Record excerpts: Begin

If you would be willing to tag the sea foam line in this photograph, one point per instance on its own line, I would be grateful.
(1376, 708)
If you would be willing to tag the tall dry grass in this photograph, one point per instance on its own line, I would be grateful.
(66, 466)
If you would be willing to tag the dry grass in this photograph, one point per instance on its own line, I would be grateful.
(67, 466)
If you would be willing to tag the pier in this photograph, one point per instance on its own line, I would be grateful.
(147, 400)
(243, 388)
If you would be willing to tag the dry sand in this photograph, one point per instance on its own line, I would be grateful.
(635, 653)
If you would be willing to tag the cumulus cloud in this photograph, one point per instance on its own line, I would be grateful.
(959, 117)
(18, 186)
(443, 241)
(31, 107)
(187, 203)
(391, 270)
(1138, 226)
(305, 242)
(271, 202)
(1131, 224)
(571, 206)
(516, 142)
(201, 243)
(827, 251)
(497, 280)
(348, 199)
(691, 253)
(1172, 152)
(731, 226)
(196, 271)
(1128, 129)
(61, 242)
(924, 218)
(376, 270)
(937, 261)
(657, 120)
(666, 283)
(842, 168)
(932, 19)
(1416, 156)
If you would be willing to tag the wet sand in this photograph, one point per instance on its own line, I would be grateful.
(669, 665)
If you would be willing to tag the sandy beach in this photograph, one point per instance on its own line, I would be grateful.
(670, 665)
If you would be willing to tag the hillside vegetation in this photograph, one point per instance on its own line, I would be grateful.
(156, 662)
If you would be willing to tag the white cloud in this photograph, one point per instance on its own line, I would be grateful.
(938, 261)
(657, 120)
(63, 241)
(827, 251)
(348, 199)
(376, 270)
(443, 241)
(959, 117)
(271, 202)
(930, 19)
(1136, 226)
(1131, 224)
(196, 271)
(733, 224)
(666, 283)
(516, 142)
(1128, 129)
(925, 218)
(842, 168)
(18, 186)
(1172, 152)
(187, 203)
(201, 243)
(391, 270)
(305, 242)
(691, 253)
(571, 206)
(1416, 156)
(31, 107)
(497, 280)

Record excerpts: End

What is being asked: Exactly as written, give the records again.

Exercise output:
If you would be willing to tag the sea foam line in this photograph, one point per instance on its own line, I would be grateful.
(1376, 708)
If you would be willing to tag the tall dry grass in this photograph, one point per instance on its own line, I would be grateful.
(66, 466)
If you would be willing to tag the dry grass in this photograph, one point per instance on its own line, I would be grateful.
(67, 466)
If you would be willing to tag the pier in this photograph, one point per instance on its own line, I would be grateful.
(147, 400)
(243, 388)
If you would be willing to tag the dry sand in this photograph, one point per instance on its own line, I would be grateful.
(635, 653)
If you would be willing to tag the cumulus cloud in this photograph, one point per instance on its own line, I would be grateful.
(959, 117)
(18, 186)
(443, 241)
(31, 107)
(187, 203)
(391, 270)
(1138, 226)
(305, 242)
(271, 202)
(1131, 224)
(571, 206)
(516, 142)
(201, 243)
(827, 251)
(497, 280)
(348, 199)
(691, 253)
(1172, 152)
(731, 226)
(196, 271)
(1128, 129)
(61, 242)
(924, 218)
(376, 270)
(937, 261)
(657, 120)
(666, 283)
(842, 168)
(932, 19)
(1416, 156)
If you would be willing to tag the wet sand in this photograph, one point per instance on its own line, I would be grateful.
(669, 665)
If you would be willing to tag the sandy beach in this photograph, one point per instance on its own line, I would be grateful.
(670, 665)
If you would be willing to tag the hillside vegetation in this photograph, one point per instance on its own line, I would be grateful.
(156, 662)
If you would be willing to tag the white cloud in this photograph, one point per instance on its own line, I would be grateful.
(938, 261)
(657, 120)
(63, 241)
(827, 251)
(348, 199)
(376, 270)
(443, 241)
(959, 117)
(271, 202)
(930, 19)
(1136, 226)
(1131, 224)
(196, 271)
(733, 224)
(666, 283)
(516, 142)
(1128, 129)
(925, 218)
(842, 168)
(18, 186)
(1172, 152)
(187, 203)
(201, 243)
(391, 270)
(305, 242)
(691, 253)
(571, 206)
(1416, 156)
(31, 107)
(497, 280)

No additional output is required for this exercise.